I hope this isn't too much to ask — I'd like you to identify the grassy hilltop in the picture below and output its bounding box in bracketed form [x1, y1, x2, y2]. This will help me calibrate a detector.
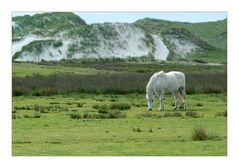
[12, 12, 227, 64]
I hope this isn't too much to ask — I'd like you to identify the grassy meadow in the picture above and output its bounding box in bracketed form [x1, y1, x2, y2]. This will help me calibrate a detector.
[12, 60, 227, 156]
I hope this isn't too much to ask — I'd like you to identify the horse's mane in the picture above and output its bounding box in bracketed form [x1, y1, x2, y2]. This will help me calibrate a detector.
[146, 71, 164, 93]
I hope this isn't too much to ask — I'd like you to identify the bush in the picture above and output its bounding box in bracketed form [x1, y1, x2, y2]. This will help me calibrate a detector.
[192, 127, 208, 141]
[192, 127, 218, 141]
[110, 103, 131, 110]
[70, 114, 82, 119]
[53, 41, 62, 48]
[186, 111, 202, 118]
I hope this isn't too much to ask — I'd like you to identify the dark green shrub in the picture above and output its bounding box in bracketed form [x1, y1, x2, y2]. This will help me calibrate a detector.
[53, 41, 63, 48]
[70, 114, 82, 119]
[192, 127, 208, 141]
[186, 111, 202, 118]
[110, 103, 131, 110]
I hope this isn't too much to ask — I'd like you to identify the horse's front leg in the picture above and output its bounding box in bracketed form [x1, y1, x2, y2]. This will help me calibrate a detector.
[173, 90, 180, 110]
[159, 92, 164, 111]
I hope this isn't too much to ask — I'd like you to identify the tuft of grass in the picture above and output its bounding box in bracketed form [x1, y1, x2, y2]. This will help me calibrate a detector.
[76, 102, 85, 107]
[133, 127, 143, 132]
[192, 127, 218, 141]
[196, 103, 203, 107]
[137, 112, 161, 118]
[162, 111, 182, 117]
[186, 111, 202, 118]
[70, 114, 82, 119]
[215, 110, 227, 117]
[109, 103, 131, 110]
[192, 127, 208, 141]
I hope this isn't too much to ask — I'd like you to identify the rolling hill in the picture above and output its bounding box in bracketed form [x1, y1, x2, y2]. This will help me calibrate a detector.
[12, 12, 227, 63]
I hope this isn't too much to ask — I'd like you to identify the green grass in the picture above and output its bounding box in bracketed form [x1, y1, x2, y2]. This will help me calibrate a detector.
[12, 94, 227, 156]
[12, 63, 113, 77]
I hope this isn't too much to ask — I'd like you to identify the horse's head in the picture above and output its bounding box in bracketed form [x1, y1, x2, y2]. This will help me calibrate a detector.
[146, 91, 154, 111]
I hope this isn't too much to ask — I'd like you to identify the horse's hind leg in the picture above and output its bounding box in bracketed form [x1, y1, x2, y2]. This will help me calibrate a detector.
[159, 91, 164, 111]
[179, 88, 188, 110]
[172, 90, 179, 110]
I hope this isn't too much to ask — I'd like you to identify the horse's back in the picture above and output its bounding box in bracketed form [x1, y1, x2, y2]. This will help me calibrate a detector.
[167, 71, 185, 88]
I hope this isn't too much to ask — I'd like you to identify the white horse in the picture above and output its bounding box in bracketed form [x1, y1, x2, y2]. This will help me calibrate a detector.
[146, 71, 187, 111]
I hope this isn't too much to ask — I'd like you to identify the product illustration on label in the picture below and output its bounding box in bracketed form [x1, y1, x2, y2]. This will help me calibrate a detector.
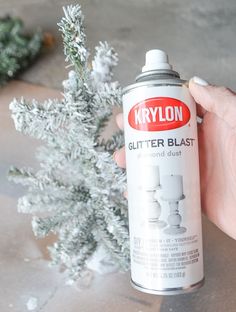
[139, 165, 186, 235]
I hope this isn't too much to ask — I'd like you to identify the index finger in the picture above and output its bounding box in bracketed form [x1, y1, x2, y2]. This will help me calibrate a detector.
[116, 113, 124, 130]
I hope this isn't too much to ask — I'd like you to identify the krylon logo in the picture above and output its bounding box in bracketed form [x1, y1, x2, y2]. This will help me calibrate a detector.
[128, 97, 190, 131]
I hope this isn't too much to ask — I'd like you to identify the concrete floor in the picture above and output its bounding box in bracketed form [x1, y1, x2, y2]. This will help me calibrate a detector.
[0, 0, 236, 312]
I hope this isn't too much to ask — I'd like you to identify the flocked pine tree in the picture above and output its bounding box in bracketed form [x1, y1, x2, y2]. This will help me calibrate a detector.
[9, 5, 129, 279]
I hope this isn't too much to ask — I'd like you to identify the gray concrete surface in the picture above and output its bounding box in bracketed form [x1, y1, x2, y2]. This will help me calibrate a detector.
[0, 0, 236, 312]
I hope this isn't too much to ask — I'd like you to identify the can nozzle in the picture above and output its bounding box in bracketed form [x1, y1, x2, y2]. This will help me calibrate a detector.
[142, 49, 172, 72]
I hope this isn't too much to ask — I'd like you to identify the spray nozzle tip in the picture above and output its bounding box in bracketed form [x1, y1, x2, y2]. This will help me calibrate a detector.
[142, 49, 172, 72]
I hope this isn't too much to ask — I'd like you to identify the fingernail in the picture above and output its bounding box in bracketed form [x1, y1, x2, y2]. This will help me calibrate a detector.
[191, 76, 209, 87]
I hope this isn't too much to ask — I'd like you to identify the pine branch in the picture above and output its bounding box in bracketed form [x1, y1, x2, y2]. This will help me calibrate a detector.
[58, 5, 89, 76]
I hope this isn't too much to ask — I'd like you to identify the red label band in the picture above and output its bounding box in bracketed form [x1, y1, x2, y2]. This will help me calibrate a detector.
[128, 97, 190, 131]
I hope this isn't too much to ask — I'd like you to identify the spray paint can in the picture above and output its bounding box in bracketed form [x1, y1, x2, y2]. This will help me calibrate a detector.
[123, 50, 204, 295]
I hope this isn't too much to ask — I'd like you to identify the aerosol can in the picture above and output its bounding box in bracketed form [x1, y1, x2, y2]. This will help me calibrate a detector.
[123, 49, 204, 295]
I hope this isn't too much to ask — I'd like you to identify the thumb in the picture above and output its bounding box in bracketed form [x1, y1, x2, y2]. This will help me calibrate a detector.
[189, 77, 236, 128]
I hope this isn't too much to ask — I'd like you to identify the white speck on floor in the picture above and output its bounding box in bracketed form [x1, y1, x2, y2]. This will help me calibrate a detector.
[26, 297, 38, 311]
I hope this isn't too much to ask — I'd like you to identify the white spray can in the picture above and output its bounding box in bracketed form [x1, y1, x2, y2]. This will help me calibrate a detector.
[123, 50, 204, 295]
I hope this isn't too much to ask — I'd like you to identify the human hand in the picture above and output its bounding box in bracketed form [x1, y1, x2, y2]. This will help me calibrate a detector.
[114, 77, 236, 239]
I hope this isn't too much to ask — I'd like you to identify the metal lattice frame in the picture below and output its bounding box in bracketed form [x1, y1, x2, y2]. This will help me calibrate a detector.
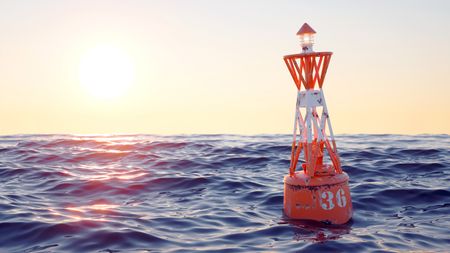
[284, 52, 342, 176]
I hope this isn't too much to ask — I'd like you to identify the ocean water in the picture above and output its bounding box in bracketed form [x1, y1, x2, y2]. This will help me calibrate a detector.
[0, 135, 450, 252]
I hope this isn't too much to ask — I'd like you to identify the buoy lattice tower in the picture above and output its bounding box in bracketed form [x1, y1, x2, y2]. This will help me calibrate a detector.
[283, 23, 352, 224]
--
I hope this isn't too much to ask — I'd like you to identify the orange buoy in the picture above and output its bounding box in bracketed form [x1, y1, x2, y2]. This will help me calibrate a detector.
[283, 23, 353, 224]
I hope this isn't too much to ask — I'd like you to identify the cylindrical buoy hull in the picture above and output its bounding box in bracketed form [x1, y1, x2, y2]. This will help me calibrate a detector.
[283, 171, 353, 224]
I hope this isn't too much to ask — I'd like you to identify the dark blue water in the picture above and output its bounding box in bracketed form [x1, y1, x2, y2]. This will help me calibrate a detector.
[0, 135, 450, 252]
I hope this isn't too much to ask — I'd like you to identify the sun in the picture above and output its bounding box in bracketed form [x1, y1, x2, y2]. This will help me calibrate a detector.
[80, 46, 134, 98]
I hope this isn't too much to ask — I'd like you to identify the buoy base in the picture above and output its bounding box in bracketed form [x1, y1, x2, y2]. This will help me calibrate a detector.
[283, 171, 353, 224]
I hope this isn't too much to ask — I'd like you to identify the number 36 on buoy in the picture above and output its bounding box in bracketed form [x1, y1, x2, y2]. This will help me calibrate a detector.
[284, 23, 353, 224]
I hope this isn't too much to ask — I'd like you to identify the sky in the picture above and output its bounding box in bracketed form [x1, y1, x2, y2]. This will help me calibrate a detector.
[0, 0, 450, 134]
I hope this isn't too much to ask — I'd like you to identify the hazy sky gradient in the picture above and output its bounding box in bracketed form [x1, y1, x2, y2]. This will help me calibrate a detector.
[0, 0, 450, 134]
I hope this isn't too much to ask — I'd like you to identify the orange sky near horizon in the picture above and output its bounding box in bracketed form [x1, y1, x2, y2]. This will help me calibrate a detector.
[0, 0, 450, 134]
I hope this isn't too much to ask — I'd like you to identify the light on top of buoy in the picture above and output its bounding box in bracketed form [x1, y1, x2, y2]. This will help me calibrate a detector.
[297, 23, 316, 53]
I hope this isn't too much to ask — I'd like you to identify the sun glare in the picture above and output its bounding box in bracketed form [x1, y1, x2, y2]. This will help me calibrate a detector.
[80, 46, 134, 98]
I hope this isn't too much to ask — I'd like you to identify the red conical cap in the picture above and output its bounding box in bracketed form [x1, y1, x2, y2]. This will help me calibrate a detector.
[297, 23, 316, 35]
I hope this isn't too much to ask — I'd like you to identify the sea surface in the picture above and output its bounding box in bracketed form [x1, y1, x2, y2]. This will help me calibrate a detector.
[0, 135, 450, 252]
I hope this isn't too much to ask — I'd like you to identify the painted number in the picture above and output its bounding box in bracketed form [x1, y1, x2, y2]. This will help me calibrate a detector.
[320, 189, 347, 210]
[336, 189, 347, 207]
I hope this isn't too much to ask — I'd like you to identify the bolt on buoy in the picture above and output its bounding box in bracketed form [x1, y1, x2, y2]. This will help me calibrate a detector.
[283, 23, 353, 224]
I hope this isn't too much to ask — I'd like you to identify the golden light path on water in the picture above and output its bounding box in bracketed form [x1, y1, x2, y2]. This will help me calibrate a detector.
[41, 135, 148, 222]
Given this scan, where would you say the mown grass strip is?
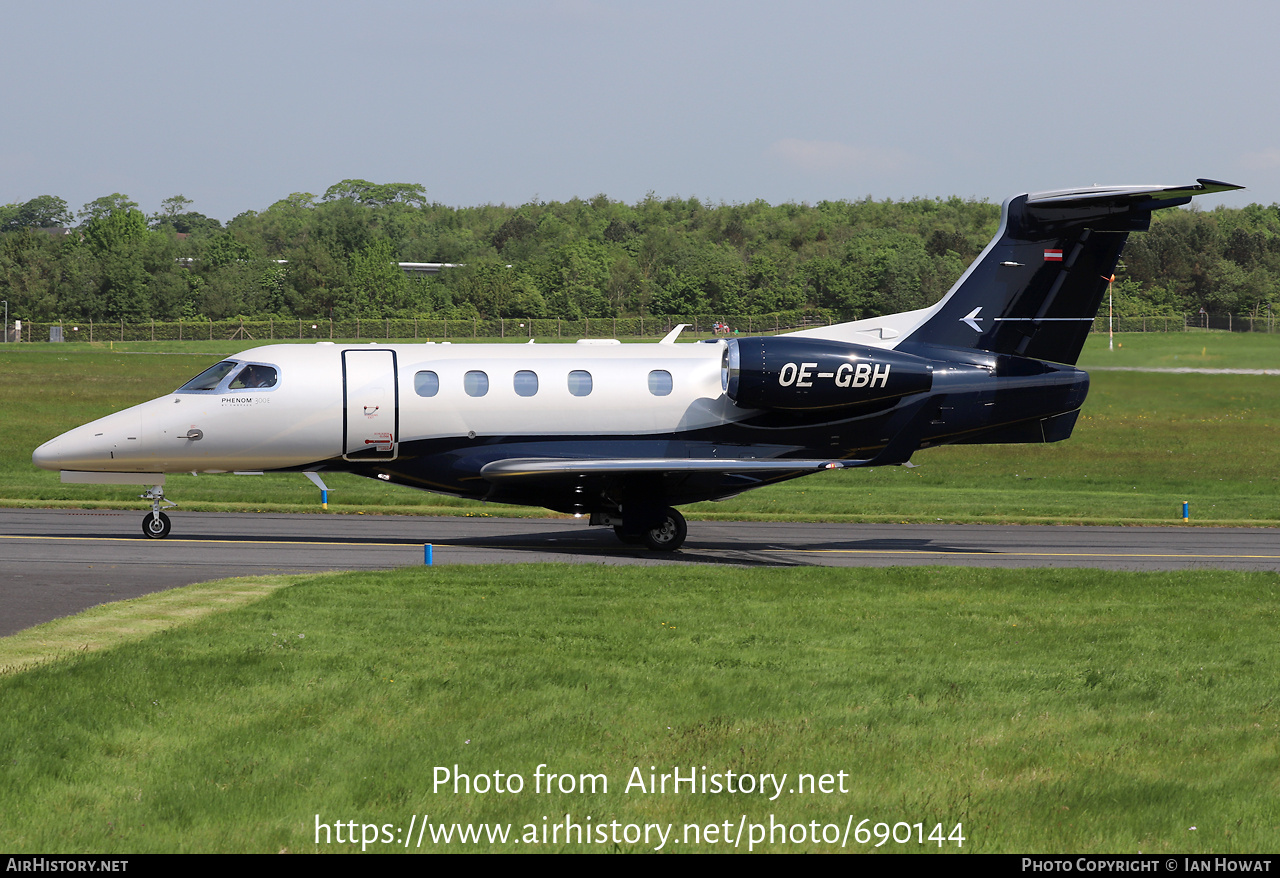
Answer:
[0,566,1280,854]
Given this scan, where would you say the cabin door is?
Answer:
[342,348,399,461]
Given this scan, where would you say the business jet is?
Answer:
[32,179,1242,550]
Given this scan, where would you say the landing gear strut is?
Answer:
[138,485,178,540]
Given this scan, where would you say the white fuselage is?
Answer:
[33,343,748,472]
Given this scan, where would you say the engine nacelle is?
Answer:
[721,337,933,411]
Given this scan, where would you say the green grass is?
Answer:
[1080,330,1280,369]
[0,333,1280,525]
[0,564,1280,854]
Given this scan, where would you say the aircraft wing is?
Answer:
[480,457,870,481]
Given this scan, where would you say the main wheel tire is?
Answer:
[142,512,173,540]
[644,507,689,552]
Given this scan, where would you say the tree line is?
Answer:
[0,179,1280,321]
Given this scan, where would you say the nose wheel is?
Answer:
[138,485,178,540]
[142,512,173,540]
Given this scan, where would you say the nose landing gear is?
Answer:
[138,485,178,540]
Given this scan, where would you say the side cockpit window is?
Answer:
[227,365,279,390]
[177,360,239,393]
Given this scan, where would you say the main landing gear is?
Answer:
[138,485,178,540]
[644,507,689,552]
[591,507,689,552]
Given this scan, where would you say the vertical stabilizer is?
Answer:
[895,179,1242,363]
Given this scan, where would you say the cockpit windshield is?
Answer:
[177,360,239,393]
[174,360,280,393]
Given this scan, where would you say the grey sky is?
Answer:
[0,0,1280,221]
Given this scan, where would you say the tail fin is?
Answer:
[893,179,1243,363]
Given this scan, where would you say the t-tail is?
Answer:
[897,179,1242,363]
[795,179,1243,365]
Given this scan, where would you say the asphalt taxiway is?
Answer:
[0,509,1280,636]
---
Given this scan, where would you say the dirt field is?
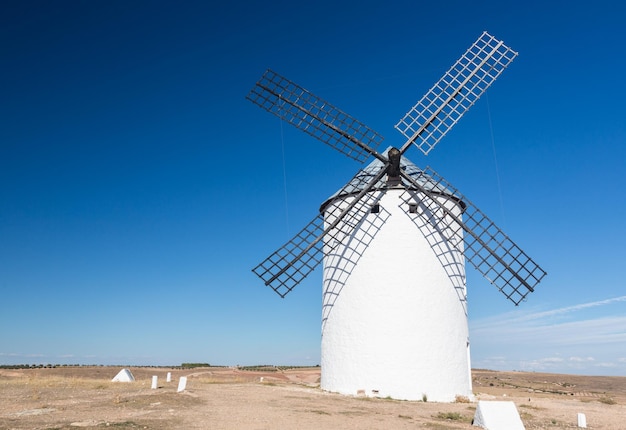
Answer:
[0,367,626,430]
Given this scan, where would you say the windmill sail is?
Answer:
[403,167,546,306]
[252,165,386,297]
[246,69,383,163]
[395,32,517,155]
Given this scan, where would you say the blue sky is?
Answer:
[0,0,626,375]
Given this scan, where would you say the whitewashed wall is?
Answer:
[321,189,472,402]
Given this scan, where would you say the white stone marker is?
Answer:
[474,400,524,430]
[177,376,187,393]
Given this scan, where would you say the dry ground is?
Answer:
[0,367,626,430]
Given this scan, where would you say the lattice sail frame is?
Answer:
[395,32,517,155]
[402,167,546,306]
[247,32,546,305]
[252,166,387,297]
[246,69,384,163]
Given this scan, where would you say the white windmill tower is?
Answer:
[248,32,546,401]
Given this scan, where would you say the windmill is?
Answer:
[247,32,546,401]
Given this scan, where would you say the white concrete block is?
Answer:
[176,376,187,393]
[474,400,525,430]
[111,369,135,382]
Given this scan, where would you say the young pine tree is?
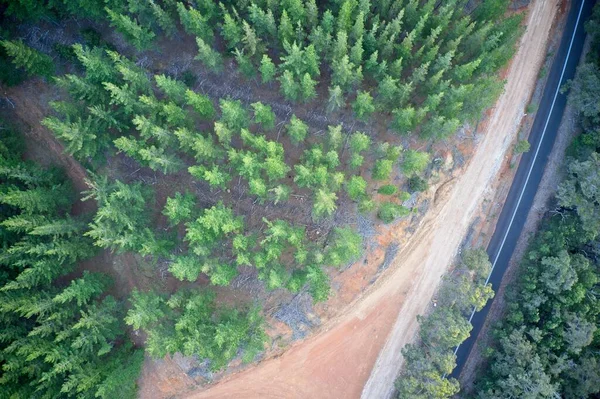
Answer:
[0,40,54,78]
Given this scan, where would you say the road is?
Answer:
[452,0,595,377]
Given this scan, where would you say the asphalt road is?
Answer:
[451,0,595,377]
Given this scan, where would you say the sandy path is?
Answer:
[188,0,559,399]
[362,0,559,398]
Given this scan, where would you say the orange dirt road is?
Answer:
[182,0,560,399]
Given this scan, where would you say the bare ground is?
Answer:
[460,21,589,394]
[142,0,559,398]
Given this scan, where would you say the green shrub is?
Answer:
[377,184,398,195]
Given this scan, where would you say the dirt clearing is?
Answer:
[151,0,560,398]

PROBLEM REQUIREMENTS –
Copy out each line of the data above that contains the word "wheel", matching its case exactly.

SOLUTION TO THE PROBLEM –
Given this scan, where would you say the main wheel tire is?
Given this scan, where would you say the nose wheel is?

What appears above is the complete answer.